Location identification entries
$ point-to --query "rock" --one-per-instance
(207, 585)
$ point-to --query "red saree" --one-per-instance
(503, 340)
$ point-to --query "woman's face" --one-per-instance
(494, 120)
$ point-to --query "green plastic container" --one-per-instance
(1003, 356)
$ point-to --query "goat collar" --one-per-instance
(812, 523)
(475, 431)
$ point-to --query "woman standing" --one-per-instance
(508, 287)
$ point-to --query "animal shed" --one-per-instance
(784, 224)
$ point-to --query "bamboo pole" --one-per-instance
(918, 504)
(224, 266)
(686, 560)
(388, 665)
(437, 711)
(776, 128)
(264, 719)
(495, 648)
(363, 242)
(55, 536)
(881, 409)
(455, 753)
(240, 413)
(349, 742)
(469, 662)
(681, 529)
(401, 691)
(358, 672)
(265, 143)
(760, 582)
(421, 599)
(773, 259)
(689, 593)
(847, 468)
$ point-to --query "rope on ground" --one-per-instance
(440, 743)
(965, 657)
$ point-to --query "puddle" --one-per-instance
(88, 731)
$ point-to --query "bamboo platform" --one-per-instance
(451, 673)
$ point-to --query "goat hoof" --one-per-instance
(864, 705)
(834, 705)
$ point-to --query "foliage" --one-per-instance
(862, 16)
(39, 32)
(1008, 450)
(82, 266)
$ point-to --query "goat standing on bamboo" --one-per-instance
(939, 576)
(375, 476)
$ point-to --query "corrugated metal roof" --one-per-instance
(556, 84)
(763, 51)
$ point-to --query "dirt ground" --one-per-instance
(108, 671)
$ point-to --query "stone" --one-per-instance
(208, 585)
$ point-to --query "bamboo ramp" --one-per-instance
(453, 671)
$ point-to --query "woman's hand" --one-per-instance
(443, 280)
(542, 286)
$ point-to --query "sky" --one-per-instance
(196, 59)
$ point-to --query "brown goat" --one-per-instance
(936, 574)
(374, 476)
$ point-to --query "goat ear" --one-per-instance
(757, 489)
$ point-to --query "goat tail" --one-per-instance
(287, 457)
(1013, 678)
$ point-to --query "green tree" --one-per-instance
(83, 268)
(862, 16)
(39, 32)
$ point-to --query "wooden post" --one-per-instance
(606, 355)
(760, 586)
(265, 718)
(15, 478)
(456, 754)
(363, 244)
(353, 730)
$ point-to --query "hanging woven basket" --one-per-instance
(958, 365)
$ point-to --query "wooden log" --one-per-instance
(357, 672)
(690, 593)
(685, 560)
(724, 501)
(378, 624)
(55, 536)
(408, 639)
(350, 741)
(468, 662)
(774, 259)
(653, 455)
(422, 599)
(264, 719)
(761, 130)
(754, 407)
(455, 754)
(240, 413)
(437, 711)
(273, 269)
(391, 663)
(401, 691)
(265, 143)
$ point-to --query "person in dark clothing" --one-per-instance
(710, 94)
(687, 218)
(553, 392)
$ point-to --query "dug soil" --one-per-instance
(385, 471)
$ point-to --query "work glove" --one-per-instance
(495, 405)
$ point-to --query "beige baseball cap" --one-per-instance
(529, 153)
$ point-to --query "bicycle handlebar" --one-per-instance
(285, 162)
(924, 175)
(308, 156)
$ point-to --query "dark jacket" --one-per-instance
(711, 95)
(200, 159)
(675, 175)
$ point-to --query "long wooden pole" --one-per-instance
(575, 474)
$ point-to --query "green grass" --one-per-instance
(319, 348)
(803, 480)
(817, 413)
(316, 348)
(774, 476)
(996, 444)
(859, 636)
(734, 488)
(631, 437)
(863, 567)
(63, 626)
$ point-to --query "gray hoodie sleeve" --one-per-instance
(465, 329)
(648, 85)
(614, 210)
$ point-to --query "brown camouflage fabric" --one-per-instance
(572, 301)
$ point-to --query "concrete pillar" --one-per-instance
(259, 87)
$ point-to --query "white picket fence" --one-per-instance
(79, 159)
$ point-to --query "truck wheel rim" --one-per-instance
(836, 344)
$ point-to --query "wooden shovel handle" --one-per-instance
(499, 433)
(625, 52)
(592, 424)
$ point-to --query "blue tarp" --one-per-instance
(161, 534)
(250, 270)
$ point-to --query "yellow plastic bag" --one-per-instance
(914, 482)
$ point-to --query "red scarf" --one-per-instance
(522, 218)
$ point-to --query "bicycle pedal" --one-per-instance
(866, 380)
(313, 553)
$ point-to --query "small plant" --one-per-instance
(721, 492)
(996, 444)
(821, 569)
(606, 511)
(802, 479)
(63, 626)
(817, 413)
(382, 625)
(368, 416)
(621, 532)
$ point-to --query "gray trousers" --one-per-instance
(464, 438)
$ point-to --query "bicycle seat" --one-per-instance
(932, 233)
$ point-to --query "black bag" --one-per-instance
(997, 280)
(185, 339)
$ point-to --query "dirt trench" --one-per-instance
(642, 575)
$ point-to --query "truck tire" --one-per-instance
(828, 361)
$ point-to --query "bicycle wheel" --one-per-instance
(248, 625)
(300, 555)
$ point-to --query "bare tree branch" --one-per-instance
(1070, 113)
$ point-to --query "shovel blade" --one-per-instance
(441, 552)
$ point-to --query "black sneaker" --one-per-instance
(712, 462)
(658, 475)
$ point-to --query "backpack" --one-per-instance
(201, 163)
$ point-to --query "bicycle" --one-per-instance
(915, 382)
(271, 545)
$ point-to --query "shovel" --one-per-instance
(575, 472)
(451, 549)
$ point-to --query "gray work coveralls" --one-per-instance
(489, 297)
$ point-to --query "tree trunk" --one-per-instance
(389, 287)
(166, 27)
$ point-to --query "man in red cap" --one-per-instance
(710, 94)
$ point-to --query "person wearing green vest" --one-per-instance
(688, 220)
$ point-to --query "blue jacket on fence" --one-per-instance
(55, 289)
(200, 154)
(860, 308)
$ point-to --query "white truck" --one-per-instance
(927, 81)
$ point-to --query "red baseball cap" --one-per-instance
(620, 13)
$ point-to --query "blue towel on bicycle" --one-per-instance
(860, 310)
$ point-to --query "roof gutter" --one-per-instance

The exercise
Print the material verbatim, all of it.

Solution to this exercise
$ point-to --query "rock" --one-per-instance
(207, 585)
$ point-to --query "red saree" --one-per-instance
(503, 340)
$ point-to --query "woman's face" --one-per-instance
(494, 120)
$ point-to --query "green plastic container" --one-per-instance
(1003, 356)
$ point-to --query "goat collar" --one-per-instance
(812, 523)
(475, 431)
$ point-to --query "woman standing" --one-per-instance
(508, 287)
$ point-to --query "animal shed" --one-per-instance
(784, 224)
$ point-to --query "bamboo pole" --one-per-instance
(918, 504)
(224, 266)
(686, 560)
(388, 665)
(437, 711)
(776, 128)
(264, 719)
(495, 648)
(363, 242)
(55, 536)
(881, 409)
(455, 753)
(240, 413)
(349, 742)
(469, 662)
(681, 529)
(401, 691)
(358, 672)
(265, 143)
(760, 582)
(421, 599)
(773, 259)
(689, 593)
(847, 468)
$ point-to --query "rope on ground" --one-per-instance
(440, 743)
(965, 657)
$ point-to --query "puddle" --one-per-instance
(88, 731)
$ point-to --query "bamboo platform" --one-per-instance
(451, 673)
$ point-to --query "goat hoof" --one-per-instance
(864, 705)
(834, 705)
$ point-to --query "foliage" --one-per-instance
(862, 16)
(39, 32)
(1008, 450)
(82, 266)
$ point-to --query "goat standing on bamboo" --one-per-instance
(939, 576)
(375, 476)
$ point-to --query "corrugated metal roof" --one-per-instance
(556, 84)
(763, 51)
$ point-to --query "dirt ground" --one-per-instance
(108, 671)
$ point-to --query "stone" --one-per-instance
(208, 585)
$ point-to --query "bamboo ramp" --one-per-instance
(453, 671)
$ point-to --query "woman's hand" --one-per-instance
(443, 280)
(542, 286)
$ point-to --query "sky" --one-per-instance
(196, 59)
$ point-to --query "brown goat" --one-per-instance
(936, 574)
(374, 476)
$ point-to --query "goat ear" --one-per-instance
(757, 489)
$ point-to --query "goat tail" --one-per-instance
(287, 457)
(1013, 678)
$ point-to --query "green tree" --one-per-instance
(83, 268)
(862, 16)
(39, 32)
$ point-to --query "wooden post" --one-per-instance
(606, 355)
(760, 586)
(265, 718)
(15, 478)
(456, 754)
(363, 244)
(353, 730)
$ point-to --query "hanging woven basket" --one-per-instance
(958, 365)
$ point-to --query "wooden log" --one-per-instance
(357, 672)
(690, 593)
(685, 560)
(724, 501)
(378, 624)
(55, 536)
(408, 639)
(350, 741)
(468, 662)
(774, 259)
(653, 455)
(422, 599)
(264, 719)
(761, 130)
(754, 407)
(455, 754)
(240, 413)
(437, 711)
(273, 269)
(391, 663)
(401, 691)
(265, 143)
$ point-to --query "person in dark clothing" --one-per-instance
(710, 94)
(687, 218)
(553, 392)
$ point-to --query "dug soil" --one-per-instance
(385, 471)
$ point-to --query "work glove" --one-per-instance
(495, 405)
$ point-to --query "beige baseball cap" --one-per-instance
(529, 153)
$ point-to --query "bicycle handlebar" --one-per-instance
(285, 162)
(924, 175)
(308, 156)
$ point-to --query "dark jacket" --one-per-instance
(711, 95)
(200, 159)
(675, 175)
$ point-to --query "long wooden pole" --one-per-instance
(575, 474)
$ point-to --query "green grass" --one-per-instance
(319, 348)
(803, 480)
(817, 413)
(316, 348)
(774, 476)
(996, 444)
(859, 636)
(734, 488)
(631, 437)
(863, 567)
(63, 626)
$ point-to --query "gray hoodie sleeve" --one-per-instance
(465, 329)
(648, 85)
(614, 210)
$ point-to --query "brown camouflage fabric" --one-per-instance
(572, 301)
$ point-to --query "concrete pillar" --one-per-instance
(259, 87)
$ point-to --query "white picket fence" --one-per-instance
(79, 159)
$ point-to --query "truck wheel rim" --one-per-instance
(836, 344)
$ point-to --query "wooden shovel handle" --one-per-instance
(499, 433)
(625, 52)
(592, 424)
$ point-to --query "blue tarp" --one-per-instance
(161, 534)
(250, 270)
$ point-to --query "yellow plastic bag" --one-per-instance
(914, 482)
$ point-to --query "red scarf" --one-per-instance
(522, 218)
$ point-to --query "bicycle pedal" --one-per-instance
(866, 380)
(313, 553)
$ point-to --query "small plant" --one-per-instance
(721, 492)
(996, 444)
(821, 569)
(606, 511)
(802, 479)
(63, 626)
(817, 413)
(382, 625)
(368, 416)
(621, 532)
$ point-to --query "gray trousers" --one-per-instance
(464, 438)
$ point-to --query "bicycle seat" --one-per-instance
(932, 233)
$ point-to --query "black bag" --one-per-instance
(997, 280)
(185, 339)
$ point-to --query "dirt trench" --one-per-instance
(642, 575)
$ point-to --query "truck tire" --one-per-instance
(828, 361)
$ point-to --query "bicycle wheel" --one-per-instance
(248, 625)
(300, 555)
$ point-to --query "bare tree branch" --one-per-instance
(1070, 113)
$ point-to --query "shovel blade" --one-per-instance
(441, 552)
$ point-to --query "black sneaker" --one-per-instance
(712, 462)
(658, 475)
$ point-to --query "backpack" --one-per-instance
(201, 163)
$ point-to --query "bicycle" --one-per-instance
(915, 382)
(271, 545)
$ point-to --query "shovel" --one-per-instance
(575, 472)
(451, 549)
$ point-to --query "gray work coveralls" --one-per-instance
(489, 297)
$ point-to --query "tree trunk" --one-per-instance
(389, 287)
(166, 27)
$ point-to --query "man in red cap" --one-per-instance
(710, 94)
$ point-to --query "person wearing green vest" --one-per-instance
(688, 220)
$ point-to --query "blue jacket on fence" --one-per-instance
(55, 289)
(200, 154)
(860, 308)
$ point-to --query "white truck" --one-per-instance
(927, 81)
$ point-to --query "red baseball cap" --one-per-instance
(620, 13)
$ point-to --query "blue towel on bicycle" --one-per-instance
(860, 310)
$ point-to --query "roof gutter" --one-per-instance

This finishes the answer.